START Supplied material
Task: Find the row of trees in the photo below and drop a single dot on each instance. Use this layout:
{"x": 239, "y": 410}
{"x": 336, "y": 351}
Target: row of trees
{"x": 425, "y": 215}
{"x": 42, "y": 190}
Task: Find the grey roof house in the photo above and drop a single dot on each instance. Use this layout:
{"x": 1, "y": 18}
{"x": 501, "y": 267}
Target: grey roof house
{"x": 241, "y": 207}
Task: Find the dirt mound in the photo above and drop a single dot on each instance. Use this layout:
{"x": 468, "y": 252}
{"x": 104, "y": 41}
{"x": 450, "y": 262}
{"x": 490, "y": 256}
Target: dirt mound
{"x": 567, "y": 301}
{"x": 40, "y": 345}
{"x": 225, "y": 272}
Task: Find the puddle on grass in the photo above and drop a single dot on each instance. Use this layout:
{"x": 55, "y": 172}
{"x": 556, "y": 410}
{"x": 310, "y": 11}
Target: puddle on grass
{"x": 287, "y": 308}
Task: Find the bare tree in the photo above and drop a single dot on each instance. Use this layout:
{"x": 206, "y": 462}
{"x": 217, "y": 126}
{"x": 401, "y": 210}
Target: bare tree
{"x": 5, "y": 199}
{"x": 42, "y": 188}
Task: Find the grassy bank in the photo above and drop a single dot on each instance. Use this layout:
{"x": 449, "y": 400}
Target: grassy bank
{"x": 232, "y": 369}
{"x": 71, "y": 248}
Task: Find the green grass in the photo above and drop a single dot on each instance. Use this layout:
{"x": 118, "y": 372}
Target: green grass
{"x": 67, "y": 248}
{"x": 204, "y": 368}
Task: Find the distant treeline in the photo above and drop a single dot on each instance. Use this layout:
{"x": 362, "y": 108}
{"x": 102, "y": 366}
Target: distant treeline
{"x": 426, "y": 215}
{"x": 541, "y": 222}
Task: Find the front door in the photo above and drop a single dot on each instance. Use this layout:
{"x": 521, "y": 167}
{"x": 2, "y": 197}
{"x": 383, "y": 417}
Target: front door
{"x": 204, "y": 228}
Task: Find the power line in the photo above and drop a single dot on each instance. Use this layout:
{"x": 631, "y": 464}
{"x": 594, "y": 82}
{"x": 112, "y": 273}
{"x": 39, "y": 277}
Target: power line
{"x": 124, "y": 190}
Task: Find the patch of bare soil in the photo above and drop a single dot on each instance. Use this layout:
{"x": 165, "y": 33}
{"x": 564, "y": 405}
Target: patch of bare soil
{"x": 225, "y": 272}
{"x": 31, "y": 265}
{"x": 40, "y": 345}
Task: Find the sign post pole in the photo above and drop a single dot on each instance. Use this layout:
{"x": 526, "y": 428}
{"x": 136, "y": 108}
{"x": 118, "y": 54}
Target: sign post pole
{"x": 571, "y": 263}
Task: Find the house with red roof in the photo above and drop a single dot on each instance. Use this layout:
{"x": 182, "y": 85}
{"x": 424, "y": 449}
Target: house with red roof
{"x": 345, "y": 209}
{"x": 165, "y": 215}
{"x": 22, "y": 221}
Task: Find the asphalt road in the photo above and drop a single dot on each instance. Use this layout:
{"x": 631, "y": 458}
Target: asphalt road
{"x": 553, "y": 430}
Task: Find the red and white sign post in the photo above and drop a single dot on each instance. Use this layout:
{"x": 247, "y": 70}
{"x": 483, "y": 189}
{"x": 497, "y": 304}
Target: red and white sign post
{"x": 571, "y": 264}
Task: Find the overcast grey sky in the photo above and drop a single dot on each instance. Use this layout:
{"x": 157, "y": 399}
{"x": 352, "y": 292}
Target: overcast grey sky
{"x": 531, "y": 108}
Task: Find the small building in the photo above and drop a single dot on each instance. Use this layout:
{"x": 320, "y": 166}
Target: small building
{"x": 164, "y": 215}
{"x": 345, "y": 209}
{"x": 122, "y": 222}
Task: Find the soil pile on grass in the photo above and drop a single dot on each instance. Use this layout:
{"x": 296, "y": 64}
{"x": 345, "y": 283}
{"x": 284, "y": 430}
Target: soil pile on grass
END Supplied material
What you should do => Reproduce every line of the listing above as a numbered list, leaving out any blank lines.

Answer to the task =>
1. Task: Find the row of trees in the photo below and drop a single dot on each instance. Use this layout:
2. {"x": 239, "y": 410}
3. {"x": 336, "y": 351}
4. Target: row of trees
5. {"x": 425, "y": 215}
6. {"x": 42, "y": 190}
7. Task: Find the grey roof house in the photo above and drop a single dot on each instance. Use this layout:
8. {"x": 1, "y": 18}
9. {"x": 501, "y": 267}
10. Target: grey roof house
11. {"x": 241, "y": 207}
12. Task: Find the dirt mound in the photo above and drop a single dot on each instance. Use this layout:
13. {"x": 468, "y": 252}
14. {"x": 104, "y": 41}
15. {"x": 450, "y": 262}
16. {"x": 490, "y": 256}
17. Target: dirt mound
18. {"x": 567, "y": 301}
19. {"x": 40, "y": 345}
20. {"x": 225, "y": 272}
21. Task: Find the puddle on grass in the photo above and drop a single dot on each instance. Use this layout:
22. {"x": 55, "y": 172}
23. {"x": 556, "y": 410}
24. {"x": 310, "y": 11}
25. Target: puddle on grass
26. {"x": 287, "y": 308}
27. Task: Find the bare tree in the photo above and drop a single dot on each instance. Use this layout:
28. {"x": 206, "y": 462}
29. {"x": 217, "y": 126}
30. {"x": 401, "y": 210}
31. Target: bare tree
32. {"x": 5, "y": 199}
33. {"x": 42, "y": 188}
34. Task: Find the grassy bank in the photo above and drop a single dot on each instance. Use this layout:
35. {"x": 449, "y": 400}
36. Target: grassy bank
37. {"x": 232, "y": 369}
38. {"x": 71, "y": 248}
39. Task: Find the green grass in the photo above and drop a single dot on each instance. Use this layout:
40. {"x": 118, "y": 372}
41. Target: green grass
42. {"x": 67, "y": 248}
43. {"x": 204, "y": 368}
44. Task: Find the distant treeline in the photo above and drop a single dot on each instance. Use this layout:
45. {"x": 362, "y": 108}
46. {"x": 102, "y": 366}
47. Target: distant treeline
48. {"x": 426, "y": 215}
49. {"x": 541, "y": 222}
50. Task: Find the front door in the photo above and drop a single dot on each instance. Use this layout:
51. {"x": 521, "y": 167}
52. {"x": 2, "y": 197}
53. {"x": 383, "y": 417}
54. Target: front door
55. {"x": 204, "y": 228}
56. Task: Find the power line in the photo above and drop a single dot on each instance. Use this layout:
57. {"x": 631, "y": 464}
58. {"x": 594, "y": 82}
59. {"x": 112, "y": 273}
60. {"x": 39, "y": 277}
61. Target: power line
62. {"x": 124, "y": 190}
63. Task: Find the patch of bare soil in the photo above and drop a single dot on each instance. Use this layout:
64. {"x": 165, "y": 33}
65. {"x": 564, "y": 405}
66. Target: patch of bare soil
67. {"x": 225, "y": 272}
68. {"x": 31, "y": 265}
69. {"x": 40, "y": 345}
70. Task: Find the sign post pole in the photo above and drop a single dot on each instance. Use this layout:
71. {"x": 526, "y": 428}
72. {"x": 136, "y": 108}
73. {"x": 118, "y": 54}
74. Target: sign post pole
75. {"x": 571, "y": 263}
76. Task: Find the house with red roof in the photo above and drop a single dot on each instance. Use this layout:
77. {"x": 182, "y": 85}
78. {"x": 424, "y": 449}
79. Target: house with red roof
80. {"x": 345, "y": 209}
81. {"x": 165, "y": 215}
82. {"x": 22, "y": 221}
83. Task: Find the asphalt road in the photo above and drop a single dot on each instance. Use this layout:
84. {"x": 631, "y": 458}
85. Target: asphalt road
86. {"x": 553, "y": 430}
87. Task: Find the red and white sign post in the photo above and drop a single dot on each instance. Use this layout:
88. {"x": 247, "y": 70}
89. {"x": 483, "y": 189}
90. {"x": 497, "y": 304}
91. Target: red and white sign post
92. {"x": 571, "y": 264}
93. Task: Find the overcast grey sky in the photo above and drop a single dot on each instance. Use this layout:
94. {"x": 157, "y": 399}
95. {"x": 352, "y": 292}
96. Target: overcast grey sky
97. {"x": 531, "y": 108}
98. Task: Find the small building in the photo above and drop a single dot on each instance. Use this layout:
99. {"x": 320, "y": 166}
100. Target: small building
101. {"x": 164, "y": 215}
102. {"x": 345, "y": 209}
103. {"x": 122, "y": 222}
104. Task: Find the soil pile on grass in the photo above and drop a single dot on each instance. Use this layout:
105. {"x": 296, "y": 64}
106. {"x": 345, "y": 283}
107. {"x": 284, "y": 430}
108. Target: soil pile on grass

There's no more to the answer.